- Instrucciones -
1. En el texto citado, ¿a qué autor se le atribuye la frase sobre los levantamientos que tienen "simbolismos catalizadores"?
2. Explica en una a tres frases con qué fin se manifiestan las feministas dentro de los movimientos de choque cultural, según el texto citado.
3. Copia otra vez el texto citado desde "Dentro de estos" hasta "de la humanidad?", pero pon "varones" en lugar de "hombres".

- Texto citado -

El propio recorrido de las movilizaciones sociales históricas —“histéricas”— parte efectivamente de diferentes procesos de polarización social, donde los puntos de exigencia y de denuncia dan paso a la colectividad organizada, a decir de Pierre Bourdieu, “los levantamientos con capital cultural y social poseen simbolismos catalizadores”.

En el movimiento político del feminismo vemos claramente en la historia de Las Olas (cuando ya no solo de manera histórica sino metodológicamente comienza el estudio formal de la escuela feminista), que las rutas de acción y movilización van desde lo teórico-académico (como cualquier otra corriente de pensamiento), el derecho a la libre manifestación, la conformación de la base social y los movimientos de choque cultural.

Dentro de estos últimos, y como parte de ese oleaje cuyo fin es agitar las bases de la discriminación sexogenérica, las feministas (como movimiento sociopolítico) se han manifestado de manera disruptiva y transformadora, usando el dolor y la pérdida como canal de movimiento, a través de demandas y discursos que incorporan tanto las teorías base del movimiento como las propias historias de vida de las miles de víctimas.

Pienso en algunos otros escenarios. ¿Por qué no nos indignamos igual cuando en las guerras —esencialmente lideradas por hombres—, no solo se destruyen monumentos, sino ciudades enteras y, sobre todo, vidas? ¿O cuando en un partido de fútbol, una multitud de hombres guiados por la ‘pasión del deporte’ no nada más ataca y violenta a otros, sino que orina y ensucia estadios, vialidades y monumentos, a veces patrimonio de la humanidad?

- Entradas extraídas -
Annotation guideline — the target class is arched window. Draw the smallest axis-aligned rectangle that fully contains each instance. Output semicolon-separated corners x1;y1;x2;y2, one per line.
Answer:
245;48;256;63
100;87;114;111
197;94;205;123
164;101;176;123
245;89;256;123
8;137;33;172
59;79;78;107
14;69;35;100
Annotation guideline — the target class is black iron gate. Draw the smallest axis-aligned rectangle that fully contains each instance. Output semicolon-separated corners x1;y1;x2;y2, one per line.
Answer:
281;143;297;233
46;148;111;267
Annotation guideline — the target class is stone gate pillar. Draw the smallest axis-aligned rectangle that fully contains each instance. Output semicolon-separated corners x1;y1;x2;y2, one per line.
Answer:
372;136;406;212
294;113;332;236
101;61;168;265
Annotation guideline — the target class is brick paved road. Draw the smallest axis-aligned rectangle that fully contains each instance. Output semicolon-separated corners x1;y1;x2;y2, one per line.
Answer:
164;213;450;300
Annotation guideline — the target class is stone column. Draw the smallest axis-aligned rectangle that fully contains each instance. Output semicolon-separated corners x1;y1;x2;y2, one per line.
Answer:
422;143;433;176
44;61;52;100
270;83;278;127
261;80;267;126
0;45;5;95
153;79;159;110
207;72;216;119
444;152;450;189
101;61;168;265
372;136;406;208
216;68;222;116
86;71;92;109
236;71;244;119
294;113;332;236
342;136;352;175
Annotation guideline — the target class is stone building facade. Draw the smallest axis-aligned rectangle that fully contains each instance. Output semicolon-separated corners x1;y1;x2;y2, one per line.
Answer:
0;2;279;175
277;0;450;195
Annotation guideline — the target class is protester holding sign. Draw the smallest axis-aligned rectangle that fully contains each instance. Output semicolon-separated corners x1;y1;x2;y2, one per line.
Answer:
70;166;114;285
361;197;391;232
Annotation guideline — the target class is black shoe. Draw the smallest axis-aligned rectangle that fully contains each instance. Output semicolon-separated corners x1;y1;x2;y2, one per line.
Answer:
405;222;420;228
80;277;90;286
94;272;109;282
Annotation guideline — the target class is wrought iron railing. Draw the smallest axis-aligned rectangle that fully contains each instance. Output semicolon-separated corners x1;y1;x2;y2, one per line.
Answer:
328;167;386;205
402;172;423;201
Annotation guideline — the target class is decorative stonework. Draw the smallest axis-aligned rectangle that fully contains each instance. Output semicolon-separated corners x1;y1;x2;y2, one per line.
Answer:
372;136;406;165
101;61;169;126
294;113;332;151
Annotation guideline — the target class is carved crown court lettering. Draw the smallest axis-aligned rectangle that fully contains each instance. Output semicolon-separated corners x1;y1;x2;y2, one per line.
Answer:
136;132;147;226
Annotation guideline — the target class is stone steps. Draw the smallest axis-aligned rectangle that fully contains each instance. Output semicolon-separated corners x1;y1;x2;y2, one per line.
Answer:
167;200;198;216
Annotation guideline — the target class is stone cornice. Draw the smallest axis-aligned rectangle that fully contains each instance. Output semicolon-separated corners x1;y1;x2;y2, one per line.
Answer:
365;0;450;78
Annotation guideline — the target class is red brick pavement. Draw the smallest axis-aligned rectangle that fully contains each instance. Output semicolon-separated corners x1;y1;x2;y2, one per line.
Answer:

- Soluciones por tarea -
1. A Pierre Bourdieu.

2. Las feministas se manifiestan como parte de un oleaje cuyo fin es agitar las bases de la discriminación sexogenérica. Lo hacen de manera disruptiva y transformadora, usando el dolor y la pérdida como canal de movimiento. Sus demandas y discursos incorporan tanto las teorías base del movimiento como las historias de vida de las miles de víctimas.

3.
Dentro de estos últimos, y como parte de ese oleaje cuyo fin es agitar las bases de la discriminación sexogenérica, las feministas (como movimiento sociopolítico) se han manifestado de manera disruptiva y transformadora, usando el dolor y la pérdida como canal de movimiento, a través de demandas y discursos que incorporan tanto las teorías base del movimiento como las propias historias de vida de las miles de víctimas.

Pienso en algunos otros escenarios. ¿Por qué no nos indignamos igual cuando en las guerras —esencialmente lideradas por varones—, no solo se destruyen monumentos, sino ciudades enteras y, sobre todo, vidas? ¿O cuando en un partido de fútbol, una multitud de varones guiados por la ‘pasión del deporte’ no nada más ataca y violenta a otros, sino que orina y ensucia estadios, vialidades y monumentos, a veces patrimonio de la humanidad?